Object position labeling data
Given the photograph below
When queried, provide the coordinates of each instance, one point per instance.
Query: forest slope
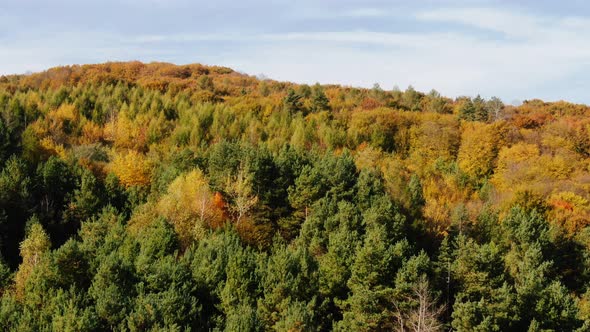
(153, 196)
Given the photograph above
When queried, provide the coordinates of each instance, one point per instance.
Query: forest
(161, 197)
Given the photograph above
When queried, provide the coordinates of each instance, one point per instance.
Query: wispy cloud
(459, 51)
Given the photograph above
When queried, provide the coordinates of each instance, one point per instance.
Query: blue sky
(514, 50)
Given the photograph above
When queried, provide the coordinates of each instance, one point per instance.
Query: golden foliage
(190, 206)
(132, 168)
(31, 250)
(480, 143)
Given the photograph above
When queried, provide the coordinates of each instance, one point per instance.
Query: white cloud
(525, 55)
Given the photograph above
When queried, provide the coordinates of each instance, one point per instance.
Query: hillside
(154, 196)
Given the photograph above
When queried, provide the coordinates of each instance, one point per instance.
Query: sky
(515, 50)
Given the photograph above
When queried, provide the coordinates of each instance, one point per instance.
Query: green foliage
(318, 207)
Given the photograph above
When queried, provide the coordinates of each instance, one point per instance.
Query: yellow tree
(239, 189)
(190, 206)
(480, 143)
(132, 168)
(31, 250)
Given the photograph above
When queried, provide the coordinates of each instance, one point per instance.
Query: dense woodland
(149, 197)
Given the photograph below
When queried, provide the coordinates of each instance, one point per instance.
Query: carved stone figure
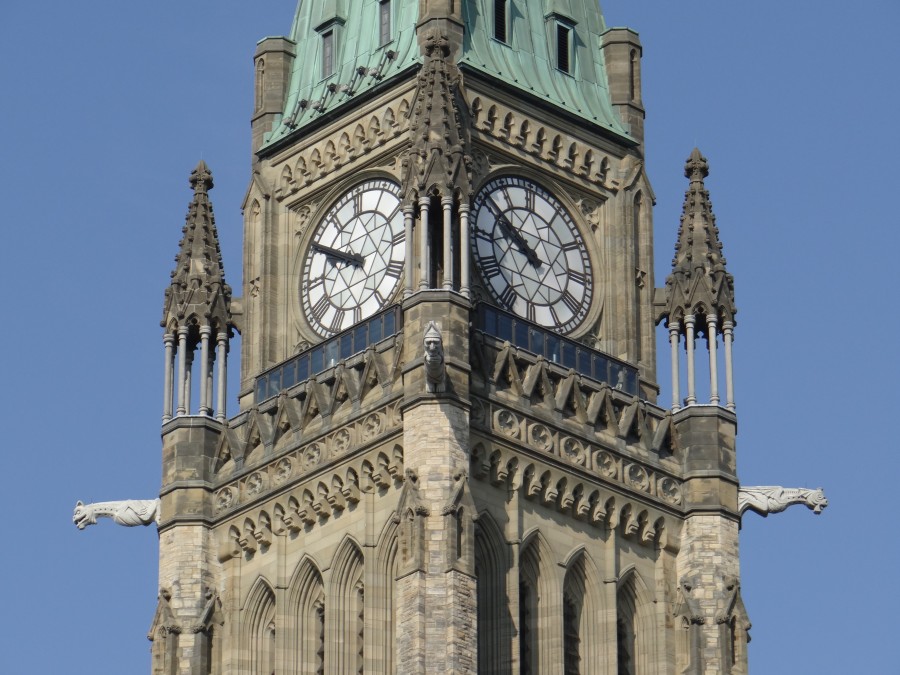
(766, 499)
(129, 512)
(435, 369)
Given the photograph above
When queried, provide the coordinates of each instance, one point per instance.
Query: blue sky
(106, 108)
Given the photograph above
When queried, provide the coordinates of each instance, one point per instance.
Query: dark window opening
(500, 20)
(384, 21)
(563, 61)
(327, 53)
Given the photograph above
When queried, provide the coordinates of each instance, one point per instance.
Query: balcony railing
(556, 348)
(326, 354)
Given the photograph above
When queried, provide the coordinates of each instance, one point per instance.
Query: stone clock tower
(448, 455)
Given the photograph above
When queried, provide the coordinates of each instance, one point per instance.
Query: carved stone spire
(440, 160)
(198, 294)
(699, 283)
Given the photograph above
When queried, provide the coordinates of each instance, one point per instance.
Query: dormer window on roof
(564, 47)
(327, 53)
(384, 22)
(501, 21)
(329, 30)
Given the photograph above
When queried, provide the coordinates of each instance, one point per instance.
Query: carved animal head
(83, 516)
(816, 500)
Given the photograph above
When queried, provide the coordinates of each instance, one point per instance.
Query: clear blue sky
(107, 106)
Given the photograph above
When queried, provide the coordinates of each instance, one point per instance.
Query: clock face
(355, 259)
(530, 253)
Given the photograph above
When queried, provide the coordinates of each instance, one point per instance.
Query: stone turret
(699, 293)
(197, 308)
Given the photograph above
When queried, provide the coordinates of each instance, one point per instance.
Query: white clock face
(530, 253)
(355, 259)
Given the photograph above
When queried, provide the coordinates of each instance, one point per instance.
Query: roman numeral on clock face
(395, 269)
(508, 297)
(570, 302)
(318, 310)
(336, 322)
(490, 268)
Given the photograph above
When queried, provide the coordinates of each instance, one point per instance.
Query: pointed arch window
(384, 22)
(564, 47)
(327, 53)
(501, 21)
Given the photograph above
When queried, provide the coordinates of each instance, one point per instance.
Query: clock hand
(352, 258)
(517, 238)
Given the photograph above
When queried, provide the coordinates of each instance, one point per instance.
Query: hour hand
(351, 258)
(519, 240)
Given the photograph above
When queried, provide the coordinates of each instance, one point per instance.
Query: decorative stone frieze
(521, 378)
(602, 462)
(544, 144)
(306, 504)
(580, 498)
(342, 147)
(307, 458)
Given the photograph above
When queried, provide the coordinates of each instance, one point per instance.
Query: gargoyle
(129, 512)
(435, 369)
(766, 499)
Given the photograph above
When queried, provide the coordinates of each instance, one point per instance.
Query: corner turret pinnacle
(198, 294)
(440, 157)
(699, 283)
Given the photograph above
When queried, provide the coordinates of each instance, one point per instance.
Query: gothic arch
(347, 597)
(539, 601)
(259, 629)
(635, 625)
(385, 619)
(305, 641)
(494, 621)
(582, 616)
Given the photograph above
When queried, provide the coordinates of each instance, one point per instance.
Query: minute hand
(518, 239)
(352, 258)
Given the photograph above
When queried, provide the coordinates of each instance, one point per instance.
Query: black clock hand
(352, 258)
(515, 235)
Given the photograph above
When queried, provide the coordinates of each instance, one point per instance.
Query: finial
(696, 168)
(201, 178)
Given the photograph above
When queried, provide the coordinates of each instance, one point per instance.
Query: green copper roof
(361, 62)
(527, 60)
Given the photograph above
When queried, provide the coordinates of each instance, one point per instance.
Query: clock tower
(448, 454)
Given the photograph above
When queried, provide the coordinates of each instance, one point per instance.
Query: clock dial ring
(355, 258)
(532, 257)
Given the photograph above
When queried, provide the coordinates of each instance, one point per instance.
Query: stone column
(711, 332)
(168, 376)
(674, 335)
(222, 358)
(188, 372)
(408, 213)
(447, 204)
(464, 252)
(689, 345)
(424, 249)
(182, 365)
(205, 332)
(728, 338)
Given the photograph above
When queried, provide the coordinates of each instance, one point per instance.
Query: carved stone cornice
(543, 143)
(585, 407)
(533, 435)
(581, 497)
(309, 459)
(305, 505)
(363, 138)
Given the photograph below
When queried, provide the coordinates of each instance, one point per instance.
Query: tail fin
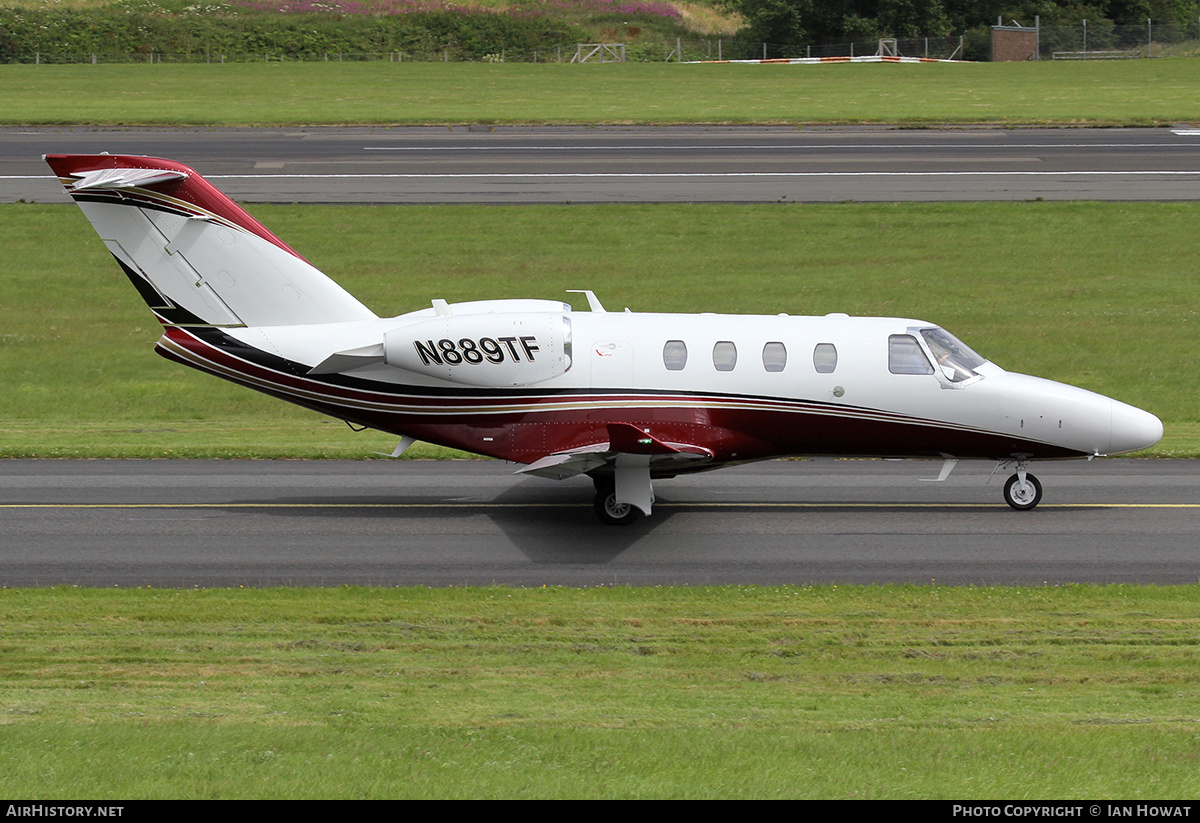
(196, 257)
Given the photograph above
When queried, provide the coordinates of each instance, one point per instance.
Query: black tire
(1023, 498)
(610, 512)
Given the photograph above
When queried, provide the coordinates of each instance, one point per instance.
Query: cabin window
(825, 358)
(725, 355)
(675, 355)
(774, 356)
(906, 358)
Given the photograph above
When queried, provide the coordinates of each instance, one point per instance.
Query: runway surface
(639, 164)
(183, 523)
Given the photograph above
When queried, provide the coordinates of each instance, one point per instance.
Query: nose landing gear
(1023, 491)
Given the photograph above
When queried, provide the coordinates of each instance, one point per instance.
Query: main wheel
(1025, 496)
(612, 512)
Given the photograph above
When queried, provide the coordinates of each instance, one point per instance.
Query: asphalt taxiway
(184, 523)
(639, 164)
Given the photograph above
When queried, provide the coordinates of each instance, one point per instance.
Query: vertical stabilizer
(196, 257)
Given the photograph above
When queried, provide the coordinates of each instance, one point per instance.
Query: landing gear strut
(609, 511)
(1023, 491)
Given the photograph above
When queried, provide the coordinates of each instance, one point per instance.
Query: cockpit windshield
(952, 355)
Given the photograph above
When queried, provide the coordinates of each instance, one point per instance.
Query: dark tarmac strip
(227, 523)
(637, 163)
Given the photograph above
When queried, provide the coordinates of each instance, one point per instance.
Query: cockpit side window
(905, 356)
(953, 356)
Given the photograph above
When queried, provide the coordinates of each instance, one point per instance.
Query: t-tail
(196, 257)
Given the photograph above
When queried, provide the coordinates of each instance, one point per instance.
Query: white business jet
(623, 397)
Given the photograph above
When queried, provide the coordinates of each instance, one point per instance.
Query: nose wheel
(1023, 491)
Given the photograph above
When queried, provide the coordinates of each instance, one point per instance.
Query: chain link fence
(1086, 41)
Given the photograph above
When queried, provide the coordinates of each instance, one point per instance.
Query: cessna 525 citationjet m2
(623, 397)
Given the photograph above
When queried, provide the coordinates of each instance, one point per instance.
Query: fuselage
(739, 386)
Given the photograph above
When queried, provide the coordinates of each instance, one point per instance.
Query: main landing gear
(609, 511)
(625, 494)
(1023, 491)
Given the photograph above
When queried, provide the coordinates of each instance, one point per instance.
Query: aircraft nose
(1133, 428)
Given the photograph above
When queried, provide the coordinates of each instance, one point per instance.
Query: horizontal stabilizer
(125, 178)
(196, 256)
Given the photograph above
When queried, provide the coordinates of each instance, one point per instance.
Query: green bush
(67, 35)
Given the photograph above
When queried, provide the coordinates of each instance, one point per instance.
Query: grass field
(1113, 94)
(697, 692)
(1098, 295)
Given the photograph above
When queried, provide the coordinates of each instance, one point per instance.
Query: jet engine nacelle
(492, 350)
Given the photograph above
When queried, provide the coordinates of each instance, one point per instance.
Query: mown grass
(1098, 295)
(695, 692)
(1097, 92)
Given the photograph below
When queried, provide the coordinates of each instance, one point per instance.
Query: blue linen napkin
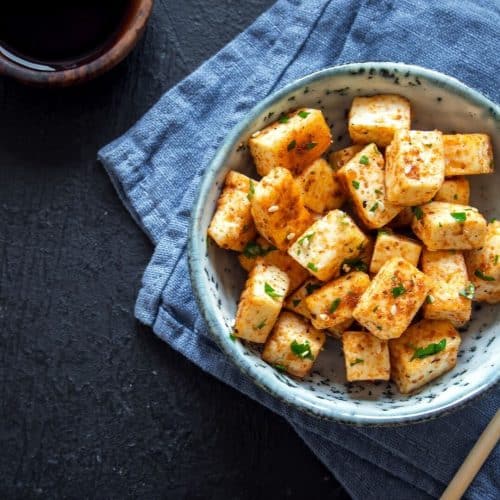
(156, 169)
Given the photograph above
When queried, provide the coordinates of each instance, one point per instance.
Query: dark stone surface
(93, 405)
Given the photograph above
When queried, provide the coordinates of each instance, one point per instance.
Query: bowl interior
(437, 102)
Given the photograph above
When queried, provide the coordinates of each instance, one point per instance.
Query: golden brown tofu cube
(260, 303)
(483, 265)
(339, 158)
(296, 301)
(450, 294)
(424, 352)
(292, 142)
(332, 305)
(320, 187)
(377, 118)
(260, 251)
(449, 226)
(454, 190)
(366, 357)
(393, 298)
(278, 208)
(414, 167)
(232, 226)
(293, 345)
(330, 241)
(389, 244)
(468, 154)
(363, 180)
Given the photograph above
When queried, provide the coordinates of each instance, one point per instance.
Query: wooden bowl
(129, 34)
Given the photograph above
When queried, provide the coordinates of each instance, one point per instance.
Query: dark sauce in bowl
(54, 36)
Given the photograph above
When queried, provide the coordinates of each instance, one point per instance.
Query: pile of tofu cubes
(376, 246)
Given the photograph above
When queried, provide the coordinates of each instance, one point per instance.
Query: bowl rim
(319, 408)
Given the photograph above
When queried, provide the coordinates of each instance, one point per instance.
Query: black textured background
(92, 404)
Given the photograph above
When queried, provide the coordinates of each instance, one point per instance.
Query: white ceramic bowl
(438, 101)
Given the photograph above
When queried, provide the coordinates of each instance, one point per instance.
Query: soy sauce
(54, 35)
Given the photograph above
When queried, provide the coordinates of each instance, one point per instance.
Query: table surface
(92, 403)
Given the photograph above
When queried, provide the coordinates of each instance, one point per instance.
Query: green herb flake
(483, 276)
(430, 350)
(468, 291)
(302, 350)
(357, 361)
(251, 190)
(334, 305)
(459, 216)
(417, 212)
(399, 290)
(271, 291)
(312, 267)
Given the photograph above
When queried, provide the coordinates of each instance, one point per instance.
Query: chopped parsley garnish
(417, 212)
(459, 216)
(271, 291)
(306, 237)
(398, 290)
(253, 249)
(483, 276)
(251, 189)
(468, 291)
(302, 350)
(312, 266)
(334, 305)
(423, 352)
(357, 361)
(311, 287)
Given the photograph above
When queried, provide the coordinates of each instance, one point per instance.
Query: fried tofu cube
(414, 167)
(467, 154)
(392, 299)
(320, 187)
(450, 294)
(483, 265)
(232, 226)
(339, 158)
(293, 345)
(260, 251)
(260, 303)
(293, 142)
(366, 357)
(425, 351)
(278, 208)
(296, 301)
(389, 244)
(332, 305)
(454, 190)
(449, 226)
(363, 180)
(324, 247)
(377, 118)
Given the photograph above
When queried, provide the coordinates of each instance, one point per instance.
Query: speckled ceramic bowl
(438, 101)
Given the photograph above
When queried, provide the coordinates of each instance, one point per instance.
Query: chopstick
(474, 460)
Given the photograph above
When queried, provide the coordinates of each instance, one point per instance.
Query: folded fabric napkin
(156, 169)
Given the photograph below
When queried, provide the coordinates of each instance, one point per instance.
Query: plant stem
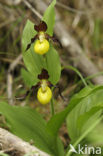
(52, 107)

> _Directions for this task_
Pick out every line of the data above that contains the word "hand", matching case exactly.

> _Full solution_
Query: clock hand
Query: hour hand
Query: minute hand
Query: black clock hand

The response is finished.